• What the exercise asks
Turn every line of the material below into a numbered list, skipping blank lines and leaving the pictures out.

• Given records
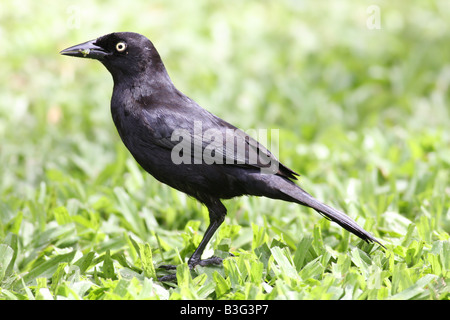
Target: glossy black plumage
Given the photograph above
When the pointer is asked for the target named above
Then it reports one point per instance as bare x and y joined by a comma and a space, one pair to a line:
147, 108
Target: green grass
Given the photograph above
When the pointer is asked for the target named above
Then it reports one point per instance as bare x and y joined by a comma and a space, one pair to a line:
363, 116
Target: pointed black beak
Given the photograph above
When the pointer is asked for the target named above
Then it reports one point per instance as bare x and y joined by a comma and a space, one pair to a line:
86, 50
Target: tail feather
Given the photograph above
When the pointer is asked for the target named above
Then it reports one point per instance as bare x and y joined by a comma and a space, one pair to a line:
301, 196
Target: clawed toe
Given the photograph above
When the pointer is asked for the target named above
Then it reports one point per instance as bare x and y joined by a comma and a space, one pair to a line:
192, 263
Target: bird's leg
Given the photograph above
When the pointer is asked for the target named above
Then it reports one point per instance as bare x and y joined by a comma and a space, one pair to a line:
217, 212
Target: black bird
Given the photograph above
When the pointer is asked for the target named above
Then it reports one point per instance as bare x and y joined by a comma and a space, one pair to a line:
165, 132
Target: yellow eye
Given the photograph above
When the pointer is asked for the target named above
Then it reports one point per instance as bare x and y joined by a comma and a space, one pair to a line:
121, 46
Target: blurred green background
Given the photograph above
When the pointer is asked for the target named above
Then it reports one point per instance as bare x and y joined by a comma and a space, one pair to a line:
358, 89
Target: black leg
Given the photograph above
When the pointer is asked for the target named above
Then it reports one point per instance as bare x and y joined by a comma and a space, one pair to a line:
217, 213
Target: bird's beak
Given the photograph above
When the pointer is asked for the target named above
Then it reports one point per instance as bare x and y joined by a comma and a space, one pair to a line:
86, 50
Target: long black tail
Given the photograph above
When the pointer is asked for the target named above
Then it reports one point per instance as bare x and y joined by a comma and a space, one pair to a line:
304, 198
296, 194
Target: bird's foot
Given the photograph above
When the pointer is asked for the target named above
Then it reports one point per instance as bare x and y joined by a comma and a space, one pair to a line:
192, 263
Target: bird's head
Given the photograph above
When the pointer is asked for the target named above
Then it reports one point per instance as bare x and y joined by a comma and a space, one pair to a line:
122, 53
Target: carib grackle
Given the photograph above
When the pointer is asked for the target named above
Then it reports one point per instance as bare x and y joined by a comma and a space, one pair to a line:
165, 132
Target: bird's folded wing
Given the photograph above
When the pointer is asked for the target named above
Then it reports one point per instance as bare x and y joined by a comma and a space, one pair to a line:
211, 140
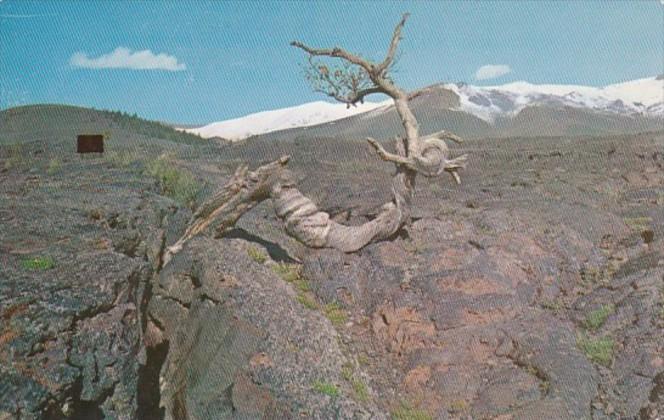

• Exercise answer
1. Target: glossy black plumage
2. Given the photograph above
3. When the pointer is asked for the target named above
4. Then it reports one point per instance as bare x and y joined by a comma and a space, one pair to a line:
5. 147, 108
6. Target: green grass
7. Given the photograph above
8. When the pointer is asked for the target named above
9. Then it reports one point per instance as bare x and y joined by a comma and a space, one pair to a line:
10. 363, 116
11. Target: pointed black beak
12. Given the photograph above
13. When the pointer is asked for the target named above
14. Then it reports one point per instance as bare x and y joined by a comma and a space, one pair to a line:
15. 86, 50
16. Target: tail feather
17. Given the photograph above
18. When the pointer is asked for the target named above
19. Then it reports one point per instance as bare x and y joined by a comma and a space, one pair to a line:
20. 301, 196
21. Target: clawed toe
22. Given the photograph above
23. When the pointer is asked for the target named above
24. Then it reports one point per instance as bare x and y joined by a comma and a space, one pair to a line:
25. 192, 263
26. Target: bird's leg
27. Given the photograph above
28. When the pointer is asked for the target named above
29. Then it reports one point per instance as bare x and y joined by a comma and a space, one pair to a line:
30. 217, 212
31. Target: black bird
32. Given the photograph above
33. When the pointer is asked for the target named above
34. Then it reports one point per instance as bare x and y joined by a comma and a space, one pair to a line:
35. 165, 132
36. Target: yellow eye
37. Given the photograph above
38. When the pointer is asked for the target named above
39. Then it reports one point per instance as bare x and y joined by a comma and a space, one pair to a line:
40. 121, 46
41. Target: blurred green background
42. Given the photograph above
43. When the pointer is asked for the target named above
44. Then it reports one point per instance as bare x and y joined by a comma and a space, one pair to a line:
45. 358, 89
46. Target: black leg
47. Given the photograph above
48. When the pointer is asked for the target named above
49. Then it reports one point per instance as bare x and y joined by a comma and a space, one pair to a line:
50. 217, 213
51. Target: bird's beak
52. Given the photograph above
53. When the pointer is asked for the target named above
54. Then it reports one point per instance as bare x and y joined by a comma and a space, one pair to a line:
55. 86, 50
56. Target: long black tail
57. Given the photograph above
58. When the pointer is asked for the target named above
59. Then it reports one point per instance as bare x and y joined by a comma and a space, one pair to a line:
60. 304, 198
61. 296, 194
62. Target: bird's foot
63. Given the photograph above
64. When the pointer is asked for the target named above
65. Then it reports one point per instance as bare x and y joined by a comma and a space, one pair to a line:
66. 192, 263
67. Target: bird's head
68. Given the photograph above
69. When the pointer is asked for the target named above
70. Then it reports one point per instance as bare x and y joined by a comma and a space, one pair to a line:
71. 122, 53
72. Target: carib grackle
73. Given the photograph above
74. When the pointer is asked for the target named above
75. Then it reports one point per instance as bare x and y joined by a comma and a space, one pair to a line:
76. 165, 132
77. Target: bird's folded wing
78. Given the photograph above
79. When the pointer is asked for the target named above
80. Then it reports one point per instance as bare x and y joined by a comma and a space, one pair to a line:
81. 211, 140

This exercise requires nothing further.